---------- EXCERPTED DATA
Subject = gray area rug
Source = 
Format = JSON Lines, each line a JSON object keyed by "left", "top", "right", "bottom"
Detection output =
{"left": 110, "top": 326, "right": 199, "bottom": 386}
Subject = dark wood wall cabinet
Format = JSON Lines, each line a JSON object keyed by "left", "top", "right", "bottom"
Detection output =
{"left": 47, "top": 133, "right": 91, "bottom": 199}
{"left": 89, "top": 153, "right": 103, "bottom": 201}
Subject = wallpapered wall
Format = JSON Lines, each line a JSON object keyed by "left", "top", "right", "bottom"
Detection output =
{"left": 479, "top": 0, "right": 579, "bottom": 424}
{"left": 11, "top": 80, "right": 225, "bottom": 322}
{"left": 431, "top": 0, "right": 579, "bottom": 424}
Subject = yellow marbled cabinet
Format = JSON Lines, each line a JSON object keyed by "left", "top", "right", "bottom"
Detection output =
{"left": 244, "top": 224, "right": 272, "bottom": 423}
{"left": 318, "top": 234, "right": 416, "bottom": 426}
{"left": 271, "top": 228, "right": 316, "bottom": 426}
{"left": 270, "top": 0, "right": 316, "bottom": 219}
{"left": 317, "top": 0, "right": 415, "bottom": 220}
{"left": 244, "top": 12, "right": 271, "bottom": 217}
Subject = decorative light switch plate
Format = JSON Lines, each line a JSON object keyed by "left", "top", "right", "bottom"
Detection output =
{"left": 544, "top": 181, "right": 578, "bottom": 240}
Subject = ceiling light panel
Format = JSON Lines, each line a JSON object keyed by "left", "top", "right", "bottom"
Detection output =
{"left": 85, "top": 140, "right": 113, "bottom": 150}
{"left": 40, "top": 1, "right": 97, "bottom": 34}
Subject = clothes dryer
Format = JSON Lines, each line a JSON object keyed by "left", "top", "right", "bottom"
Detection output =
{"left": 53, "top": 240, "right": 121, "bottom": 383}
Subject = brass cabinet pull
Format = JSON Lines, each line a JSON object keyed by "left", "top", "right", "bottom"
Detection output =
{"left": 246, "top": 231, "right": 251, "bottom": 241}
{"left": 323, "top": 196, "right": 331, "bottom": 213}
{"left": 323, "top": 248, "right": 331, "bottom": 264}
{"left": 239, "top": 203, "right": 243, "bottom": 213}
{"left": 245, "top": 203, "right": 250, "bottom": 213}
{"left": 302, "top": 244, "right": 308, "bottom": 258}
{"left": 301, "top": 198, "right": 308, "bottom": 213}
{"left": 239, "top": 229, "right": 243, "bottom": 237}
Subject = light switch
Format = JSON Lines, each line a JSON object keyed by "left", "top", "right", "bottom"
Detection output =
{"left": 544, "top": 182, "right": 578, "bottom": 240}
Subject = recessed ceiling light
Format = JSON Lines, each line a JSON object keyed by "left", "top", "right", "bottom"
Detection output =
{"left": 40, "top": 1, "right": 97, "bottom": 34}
--------------------
WORK ITEM: In the material above, find each line that contains the word "cabinet", and select it.

FINISHED EXERCISE:
Subject = dark wood wall cabinet
Subject = yellow marbled cabinet
Subject = brass cabinet pull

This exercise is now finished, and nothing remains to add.